Could you set down exactly the lines that start at the one containing "negative clicks: (231, 67) (216, 67)" and end at the final line of the material below?

THE RECORDS.

[Start of Attachment]

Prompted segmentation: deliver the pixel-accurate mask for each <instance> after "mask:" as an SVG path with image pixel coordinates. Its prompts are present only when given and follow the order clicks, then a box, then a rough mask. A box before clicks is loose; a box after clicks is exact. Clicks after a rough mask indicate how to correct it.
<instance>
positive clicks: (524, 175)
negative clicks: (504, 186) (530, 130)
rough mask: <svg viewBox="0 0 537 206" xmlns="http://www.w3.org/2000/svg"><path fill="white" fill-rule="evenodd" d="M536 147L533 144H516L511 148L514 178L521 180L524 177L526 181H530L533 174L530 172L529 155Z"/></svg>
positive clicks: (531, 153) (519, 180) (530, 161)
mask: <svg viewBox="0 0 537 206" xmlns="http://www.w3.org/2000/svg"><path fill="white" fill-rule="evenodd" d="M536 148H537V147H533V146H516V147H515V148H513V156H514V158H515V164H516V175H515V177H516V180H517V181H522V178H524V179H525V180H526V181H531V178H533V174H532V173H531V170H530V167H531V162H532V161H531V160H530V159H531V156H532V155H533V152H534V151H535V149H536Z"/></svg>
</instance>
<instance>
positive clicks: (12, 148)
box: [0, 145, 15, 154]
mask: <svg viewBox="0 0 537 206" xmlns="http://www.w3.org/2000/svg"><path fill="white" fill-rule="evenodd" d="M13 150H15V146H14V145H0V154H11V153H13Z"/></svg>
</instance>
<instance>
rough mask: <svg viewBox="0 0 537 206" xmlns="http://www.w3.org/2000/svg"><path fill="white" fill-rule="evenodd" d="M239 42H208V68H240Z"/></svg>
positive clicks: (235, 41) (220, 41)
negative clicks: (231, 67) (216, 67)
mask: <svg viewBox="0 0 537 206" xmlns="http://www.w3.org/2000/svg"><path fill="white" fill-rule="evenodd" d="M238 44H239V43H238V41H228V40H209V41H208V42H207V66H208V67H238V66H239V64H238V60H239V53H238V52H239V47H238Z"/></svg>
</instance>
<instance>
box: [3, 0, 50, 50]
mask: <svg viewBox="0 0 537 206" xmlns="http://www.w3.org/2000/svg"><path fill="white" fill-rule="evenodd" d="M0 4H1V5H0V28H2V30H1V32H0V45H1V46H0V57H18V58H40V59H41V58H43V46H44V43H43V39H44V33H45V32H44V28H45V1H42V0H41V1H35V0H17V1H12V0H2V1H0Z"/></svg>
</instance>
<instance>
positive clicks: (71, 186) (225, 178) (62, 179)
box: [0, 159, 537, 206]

[End of Attachment]

COMPLETED EXERCISE.
negative clicks: (231, 67) (216, 67)
mask: <svg viewBox="0 0 537 206" xmlns="http://www.w3.org/2000/svg"><path fill="white" fill-rule="evenodd" d="M238 44H239V43H238V41H228V40H209V41H208V42H207V66H208V67H238V66H239V64H238V60H239V53H238V52H239V47H238Z"/></svg>
</instance>
<instance>
box: [3, 0, 50, 50]
mask: <svg viewBox="0 0 537 206" xmlns="http://www.w3.org/2000/svg"><path fill="white" fill-rule="evenodd" d="M0 4H1V5H0V28H2V30H1V32H0V45H1V46H0V57H18V58H40V59H41V58H43V46H44V43H43V39H44V33H45V32H44V28H45V1H42V0H41V1H35V0H17V1H12V0H2V1H0Z"/></svg>
</instance>
<instance>
positive clicks: (71, 186) (225, 178) (62, 179)
box: [0, 159, 537, 206]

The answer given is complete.